--- Supplied records ---
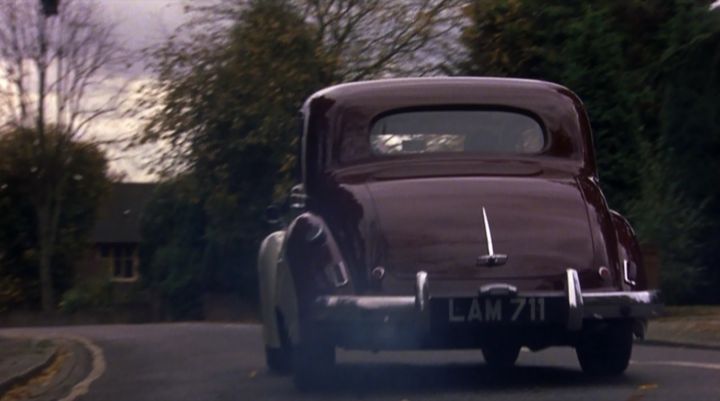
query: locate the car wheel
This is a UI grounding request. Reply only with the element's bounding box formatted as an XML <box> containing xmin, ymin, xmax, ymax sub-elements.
<box><xmin>575</xmin><ymin>322</ymin><xmax>633</xmax><ymax>376</ymax></box>
<box><xmin>265</xmin><ymin>312</ymin><xmax>292</xmax><ymax>374</ymax></box>
<box><xmin>293</xmin><ymin>341</ymin><xmax>335</xmax><ymax>391</ymax></box>
<box><xmin>482</xmin><ymin>344</ymin><xmax>520</xmax><ymax>369</ymax></box>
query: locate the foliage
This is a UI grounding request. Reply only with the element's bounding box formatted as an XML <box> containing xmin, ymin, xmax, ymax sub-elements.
<box><xmin>136</xmin><ymin>1</ymin><xmax>328</xmax><ymax>316</ymax></box>
<box><xmin>0</xmin><ymin>0</ymin><xmax>127</xmax><ymax>312</ymax></box>
<box><xmin>0</xmin><ymin>129</ymin><xmax>109</xmax><ymax>305</ymax></box>
<box><xmin>458</xmin><ymin>0</ymin><xmax>720</xmax><ymax>301</ymax></box>
<box><xmin>60</xmin><ymin>280</ymin><xmax>113</xmax><ymax>313</ymax></box>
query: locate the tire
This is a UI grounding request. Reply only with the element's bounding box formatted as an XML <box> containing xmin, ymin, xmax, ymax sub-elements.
<box><xmin>293</xmin><ymin>341</ymin><xmax>335</xmax><ymax>391</ymax></box>
<box><xmin>482</xmin><ymin>344</ymin><xmax>520</xmax><ymax>370</ymax></box>
<box><xmin>575</xmin><ymin>322</ymin><xmax>633</xmax><ymax>377</ymax></box>
<box><xmin>265</xmin><ymin>312</ymin><xmax>292</xmax><ymax>375</ymax></box>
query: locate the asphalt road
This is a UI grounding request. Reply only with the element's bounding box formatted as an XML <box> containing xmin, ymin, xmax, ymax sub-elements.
<box><xmin>0</xmin><ymin>323</ymin><xmax>720</xmax><ymax>401</ymax></box>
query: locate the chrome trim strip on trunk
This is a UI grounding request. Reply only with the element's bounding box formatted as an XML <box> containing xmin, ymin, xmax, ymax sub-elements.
<box><xmin>415</xmin><ymin>270</ymin><xmax>430</xmax><ymax>312</ymax></box>
<box><xmin>565</xmin><ymin>269</ymin><xmax>583</xmax><ymax>331</ymax></box>
<box><xmin>623</xmin><ymin>259</ymin><xmax>635</xmax><ymax>287</ymax></box>
<box><xmin>483</xmin><ymin>207</ymin><xmax>495</xmax><ymax>256</ymax></box>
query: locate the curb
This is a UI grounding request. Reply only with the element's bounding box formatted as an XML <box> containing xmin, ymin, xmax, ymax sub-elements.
<box><xmin>0</xmin><ymin>343</ymin><xmax>59</xmax><ymax>395</ymax></box>
<box><xmin>635</xmin><ymin>339</ymin><xmax>720</xmax><ymax>351</ymax></box>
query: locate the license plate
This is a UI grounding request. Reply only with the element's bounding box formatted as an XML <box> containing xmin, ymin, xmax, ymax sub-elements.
<box><xmin>433</xmin><ymin>297</ymin><xmax>559</xmax><ymax>324</ymax></box>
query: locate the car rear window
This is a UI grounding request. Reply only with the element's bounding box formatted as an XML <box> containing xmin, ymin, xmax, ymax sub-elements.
<box><xmin>370</xmin><ymin>110</ymin><xmax>545</xmax><ymax>155</ymax></box>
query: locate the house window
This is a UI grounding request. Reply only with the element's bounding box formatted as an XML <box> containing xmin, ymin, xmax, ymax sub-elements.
---
**What to do:**
Reproduce every row above verbatim, omitting the pictures.

**Output for this task:**
query: locate the car wheel
This is a UI grounding request. Reply only with the element's bounding box formatted as an XML <box> containing xmin, ymin, xmax, ymax sub-elements.
<box><xmin>575</xmin><ymin>322</ymin><xmax>633</xmax><ymax>376</ymax></box>
<box><xmin>265</xmin><ymin>312</ymin><xmax>292</xmax><ymax>374</ymax></box>
<box><xmin>293</xmin><ymin>341</ymin><xmax>335</xmax><ymax>391</ymax></box>
<box><xmin>482</xmin><ymin>344</ymin><xmax>520</xmax><ymax>369</ymax></box>
query: locate the foliage
This is a UI grounding request. Reply only with the element's bounding box formatted as an XML <box> containing xmin, ymin, xmax, ymax sub-elements.
<box><xmin>136</xmin><ymin>1</ymin><xmax>328</xmax><ymax>316</ymax></box>
<box><xmin>0</xmin><ymin>0</ymin><xmax>127</xmax><ymax>312</ymax></box>
<box><xmin>0</xmin><ymin>129</ymin><xmax>109</xmax><ymax>305</ymax></box>
<box><xmin>458</xmin><ymin>0</ymin><xmax>720</xmax><ymax>301</ymax></box>
<box><xmin>60</xmin><ymin>280</ymin><xmax>113</xmax><ymax>313</ymax></box>
query: locate the tire
This is a UI grounding request. Reply only with the element's bounding box formatted as an XML <box> containing xmin, ymin, xmax, ymax sub-elements.
<box><xmin>293</xmin><ymin>341</ymin><xmax>335</xmax><ymax>391</ymax></box>
<box><xmin>482</xmin><ymin>344</ymin><xmax>520</xmax><ymax>370</ymax></box>
<box><xmin>575</xmin><ymin>322</ymin><xmax>633</xmax><ymax>377</ymax></box>
<box><xmin>265</xmin><ymin>312</ymin><xmax>292</xmax><ymax>375</ymax></box>
query: locate the asphalt road
This is a UI grounding request. Reply only with the element's bounding box formatted as an XML <box> containing xmin, ymin, xmax, ymax sub-elements.
<box><xmin>0</xmin><ymin>323</ymin><xmax>720</xmax><ymax>401</ymax></box>
query: locate the chrome trim strip on trunk
This is a UI grounding request. Reply only with the element's bounding box formatted as an XML <box> containing xmin, ymin, xmax, ymax sub-elements.
<box><xmin>415</xmin><ymin>270</ymin><xmax>430</xmax><ymax>312</ymax></box>
<box><xmin>565</xmin><ymin>269</ymin><xmax>583</xmax><ymax>331</ymax></box>
<box><xmin>623</xmin><ymin>259</ymin><xmax>635</xmax><ymax>287</ymax></box>
<box><xmin>483</xmin><ymin>207</ymin><xmax>495</xmax><ymax>256</ymax></box>
query: locate the curb
This is a UI grounding request. Reply only with the element's bounding box formatted as an XML <box> containing xmin, ymin, xmax, ymax sub-elements.
<box><xmin>0</xmin><ymin>343</ymin><xmax>59</xmax><ymax>395</ymax></box>
<box><xmin>635</xmin><ymin>339</ymin><xmax>720</xmax><ymax>351</ymax></box>
query: locate the license plate
This is a UI grounding request. Reply only with the element's bounding box formatted as an XML <box> containing xmin, ymin, xmax, ymax sub-elements.
<box><xmin>433</xmin><ymin>297</ymin><xmax>559</xmax><ymax>324</ymax></box>
query: locate the car rear window
This is a UI grounding request. Reply only with the element's bounding box formatted as an XML <box> containing xmin, ymin, xmax, ymax sub-elements.
<box><xmin>370</xmin><ymin>110</ymin><xmax>545</xmax><ymax>155</ymax></box>
query: locate the house window
This is a UI grounding request. Reply only with the element's bounding box formatted as an XML <box> containing xmin, ymin, xmax, ymax sub-elements.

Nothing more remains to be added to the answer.